:: Data extracts

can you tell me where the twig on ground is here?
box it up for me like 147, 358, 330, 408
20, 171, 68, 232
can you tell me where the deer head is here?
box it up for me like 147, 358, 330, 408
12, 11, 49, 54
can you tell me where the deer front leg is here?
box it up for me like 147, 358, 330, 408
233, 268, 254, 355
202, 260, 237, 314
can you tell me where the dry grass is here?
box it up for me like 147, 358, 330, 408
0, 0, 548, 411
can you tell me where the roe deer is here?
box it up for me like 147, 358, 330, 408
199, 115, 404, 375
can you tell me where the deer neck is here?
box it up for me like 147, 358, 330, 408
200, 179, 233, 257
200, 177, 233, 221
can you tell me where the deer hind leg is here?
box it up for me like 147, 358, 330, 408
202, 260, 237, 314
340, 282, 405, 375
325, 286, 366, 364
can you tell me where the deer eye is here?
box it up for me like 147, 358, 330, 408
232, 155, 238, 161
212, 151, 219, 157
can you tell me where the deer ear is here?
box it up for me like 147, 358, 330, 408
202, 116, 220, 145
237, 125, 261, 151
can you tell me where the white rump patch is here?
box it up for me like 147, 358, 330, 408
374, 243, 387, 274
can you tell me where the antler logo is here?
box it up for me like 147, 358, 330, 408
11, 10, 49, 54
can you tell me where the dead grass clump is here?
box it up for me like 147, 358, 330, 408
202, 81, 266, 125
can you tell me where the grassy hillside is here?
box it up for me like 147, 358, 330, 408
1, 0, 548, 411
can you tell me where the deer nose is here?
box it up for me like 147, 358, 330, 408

::::

Go through the entries and filter for lines holding the word "deer"; copy each match.

** Expected output **
can you tell me where the deer head is here?
can you tell me where the deer front leg is here?
can you tell me where the roe deer is here?
can you tell me where the deer neck is here?
can you tell me where the deer hind leg is here?
can you tell me where the deer eye is here?
can you tell me where the deer ear is here?
can you tell me where the deer nose is here?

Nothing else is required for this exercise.